──────── Available data ────────
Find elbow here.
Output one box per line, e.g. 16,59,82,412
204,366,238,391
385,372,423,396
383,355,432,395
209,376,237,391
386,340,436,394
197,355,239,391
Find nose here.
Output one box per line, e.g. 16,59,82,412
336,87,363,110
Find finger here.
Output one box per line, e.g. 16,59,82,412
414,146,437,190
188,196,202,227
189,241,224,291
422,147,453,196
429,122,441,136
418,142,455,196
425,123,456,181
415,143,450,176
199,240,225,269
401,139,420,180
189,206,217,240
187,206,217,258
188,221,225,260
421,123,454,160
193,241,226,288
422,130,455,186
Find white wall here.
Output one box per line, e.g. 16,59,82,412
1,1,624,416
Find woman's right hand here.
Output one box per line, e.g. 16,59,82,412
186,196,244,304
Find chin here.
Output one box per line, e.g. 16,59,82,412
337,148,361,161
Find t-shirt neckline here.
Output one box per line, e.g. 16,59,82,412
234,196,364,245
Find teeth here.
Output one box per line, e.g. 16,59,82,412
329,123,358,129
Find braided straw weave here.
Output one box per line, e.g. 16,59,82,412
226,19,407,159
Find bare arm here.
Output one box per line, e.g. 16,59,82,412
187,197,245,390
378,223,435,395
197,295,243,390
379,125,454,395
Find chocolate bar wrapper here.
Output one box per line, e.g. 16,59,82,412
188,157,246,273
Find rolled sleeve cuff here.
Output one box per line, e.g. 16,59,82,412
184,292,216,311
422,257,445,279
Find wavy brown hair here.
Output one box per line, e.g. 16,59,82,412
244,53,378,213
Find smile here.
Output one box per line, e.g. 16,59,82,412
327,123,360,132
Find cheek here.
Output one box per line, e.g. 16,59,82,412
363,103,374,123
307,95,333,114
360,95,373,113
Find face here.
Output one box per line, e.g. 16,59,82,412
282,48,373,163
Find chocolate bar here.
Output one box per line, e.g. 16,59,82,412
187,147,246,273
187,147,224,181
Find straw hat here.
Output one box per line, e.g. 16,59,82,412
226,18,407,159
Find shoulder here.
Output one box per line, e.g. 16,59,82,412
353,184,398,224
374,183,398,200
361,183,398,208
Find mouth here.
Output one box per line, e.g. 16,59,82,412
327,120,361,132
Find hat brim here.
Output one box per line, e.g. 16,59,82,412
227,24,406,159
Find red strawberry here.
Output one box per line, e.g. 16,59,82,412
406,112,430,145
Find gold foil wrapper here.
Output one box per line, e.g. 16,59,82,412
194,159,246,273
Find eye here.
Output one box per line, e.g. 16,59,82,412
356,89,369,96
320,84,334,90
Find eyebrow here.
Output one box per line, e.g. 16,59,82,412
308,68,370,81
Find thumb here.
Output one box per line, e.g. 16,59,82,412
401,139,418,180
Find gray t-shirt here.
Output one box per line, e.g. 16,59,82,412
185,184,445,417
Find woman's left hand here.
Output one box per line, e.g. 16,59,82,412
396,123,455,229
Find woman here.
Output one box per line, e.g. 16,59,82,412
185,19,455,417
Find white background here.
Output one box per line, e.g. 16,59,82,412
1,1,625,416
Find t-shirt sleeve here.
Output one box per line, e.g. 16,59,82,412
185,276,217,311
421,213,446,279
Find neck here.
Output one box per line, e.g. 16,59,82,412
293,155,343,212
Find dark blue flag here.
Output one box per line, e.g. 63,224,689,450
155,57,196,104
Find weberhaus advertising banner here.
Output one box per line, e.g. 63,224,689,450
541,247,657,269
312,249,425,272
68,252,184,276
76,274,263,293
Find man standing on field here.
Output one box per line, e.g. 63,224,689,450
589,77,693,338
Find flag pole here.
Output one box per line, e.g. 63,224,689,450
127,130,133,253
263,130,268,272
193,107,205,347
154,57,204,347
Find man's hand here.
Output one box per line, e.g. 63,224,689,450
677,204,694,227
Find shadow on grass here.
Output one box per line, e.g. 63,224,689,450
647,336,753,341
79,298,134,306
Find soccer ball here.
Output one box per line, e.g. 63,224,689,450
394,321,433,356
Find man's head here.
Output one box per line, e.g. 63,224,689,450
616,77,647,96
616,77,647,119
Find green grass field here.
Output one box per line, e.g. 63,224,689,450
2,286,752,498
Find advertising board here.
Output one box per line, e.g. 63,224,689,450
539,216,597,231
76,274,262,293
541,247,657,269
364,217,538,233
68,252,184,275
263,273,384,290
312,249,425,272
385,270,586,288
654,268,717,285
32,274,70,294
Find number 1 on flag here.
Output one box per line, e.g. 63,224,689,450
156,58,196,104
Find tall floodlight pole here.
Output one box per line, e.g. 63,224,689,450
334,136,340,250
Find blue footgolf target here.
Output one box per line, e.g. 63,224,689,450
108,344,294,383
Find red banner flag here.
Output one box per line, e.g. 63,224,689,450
────────
▸ **Assigned task**: Restate the data word for word, leaving nothing out.

▸ **Final answer**:
Find elbow here.
Output one box per line, e.g. 16,59,82,412
204,366,238,391
385,372,423,396
383,355,432,395
209,376,237,391
386,340,436,394
197,355,239,391
Find nose here.
Output one box per line, e.g. 16,59,82,412
336,87,363,110
Find finger here.
Output one box per line, e.g. 16,59,82,412
414,146,437,190
188,196,202,227
189,241,224,291
422,147,453,196
429,122,441,136
418,142,455,196
425,123,456,181
415,143,450,176
199,240,225,269
401,139,420,180
189,206,217,240
187,206,217,258
188,221,225,260
421,123,454,160
193,241,226,288
422,130,455,186
Find white wall here.
Output one box per line, e.g. 16,59,82,412
1,1,624,416
Find woman's right hand here.
Output one box per line, e.g. 16,59,82,412
186,196,244,304
Find chin here.
Output one box per line, e.g. 16,59,82,412
337,148,361,161
Find t-shirt neckline here.
Output one box per line, e.g. 16,59,82,412
234,196,364,245
Find teeth here.
Output one box per line, e.g. 16,59,82,412
329,123,358,129
Find braided straw weave here.
Output one box per line, e.g. 16,59,82,412
226,19,407,159
Find bare arm here.
Output one box per line, e.g. 16,59,82,412
187,197,245,390
378,223,435,395
197,295,243,390
379,125,454,395
Find chocolate bar wrapper here.
Output one box per line, e.g. 16,59,82,412
188,157,246,273
Find rolled sleeve cuff here.
Output one box per line, e.g. 16,59,82,412
184,292,216,311
422,257,445,279
Find wavy brown hair here.
Output one box per line, e.g. 16,59,82,412
244,53,378,213
Find smile here.
Output one box per line, e.g. 16,59,82,412
327,123,360,132
Find cheek here.
Output one box per line, e.g. 16,59,82,412
363,103,374,123
307,95,333,114
360,95,373,113
Find face here.
Output one box per line, e.g. 16,59,82,412
282,48,373,163
Find chocolate bar here.
Output one box per line, e.g. 16,59,82,412
187,147,246,273
187,147,224,181
Find straw hat here.
Output one box per line, e.g. 16,59,82,412
226,18,407,159
Find shoulder here.
Output one box per line, e.g. 16,59,82,412
353,184,398,224
374,183,398,200
361,183,398,208
Find mouth here.
Output one box per line, e.g. 16,59,82,412
327,120,361,132
Find hat brim here.
Output one box per line, e.g. 16,59,82,412
227,24,406,159
Find red strawberry here.
Output one box per line, e.g. 16,59,82,412
406,112,430,145
Find gold foil wrapper here.
Output one box per line, e.g. 16,59,82,412
194,159,246,273
Find eye here.
Output one box per line, e.g. 16,59,82,412
356,89,369,96
320,84,334,90
Find eyebrow here.
Output one box per line, e.g. 16,59,82,412
308,68,370,81
Find thumb here.
Output one box per line, e.g. 16,59,82,412
401,139,418,180
Find gray t-shirt here.
Output one box per line, e.g. 16,59,82,412
185,184,445,417
Find woman's left hand here.
Output one box per line, e.g. 16,59,82,412
396,123,455,229
Find woman here.
Output one box per line, e.g. 16,59,82,412
185,19,455,417
Find white background here.
Output one box per line, e.g. 16,59,82,412
1,1,625,416
Find t-shirt sleeve here.
Output one box per line, e.g. 16,59,82,412
185,276,217,311
421,213,446,279
Find neck here.
Output one box per line, e.g. 16,59,82,412
293,155,343,212
Find dark blue flag here.
Output one box per line, e.g. 63,224,689,450
155,57,196,104
Find weberhaus advertising banner here.
Output one box per line, e.g. 63,224,689,450
541,247,657,269
312,249,425,272
68,252,184,276
76,274,263,293
Find man standing on field here.
Output one box per line, e.g. 63,224,689,450
589,77,693,338
Find flag pole here.
Output one box per line, e.g. 63,224,689,450
127,130,133,253
263,130,268,272
193,107,205,347
154,57,204,347
Find man's hand here.
Output one box per line, e.g. 63,224,689,450
677,204,694,227
Find shadow on grass here.
Output one box per line, e.g. 63,224,689,450
647,336,753,341
79,298,134,306
Find soccer ball here.
Output one box per line, e.g. 63,224,689,450
394,321,433,356
Find man's head here.
Output one box per line, e.g. 63,224,689,450
616,77,647,96
616,77,647,119
Find green grass field here.
Output one box per line, e.g. 63,224,689,450
2,286,752,498
Find advertising board here.
Output one box per line, e.g. 63,224,689,450
539,216,597,231
76,274,262,293
541,247,657,269
364,217,538,233
68,252,184,275
263,273,384,290
312,249,425,272
385,270,586,288
654,268,717,285
32,274,70,294
Find number 1 on flag here.
Output one box per line, e.g. 63,224,689,450
156,58,196,104
Find tall floodlight pole here.
Output one box per line, e.g. 63,224,689,450
334,136,340,250
Find blue footgolf target here.
Output one box per line, e.g. 63,224,689,450
108,344,294,383
Find red banner flag here.
Output one box per line, e.g. 63,224,689,450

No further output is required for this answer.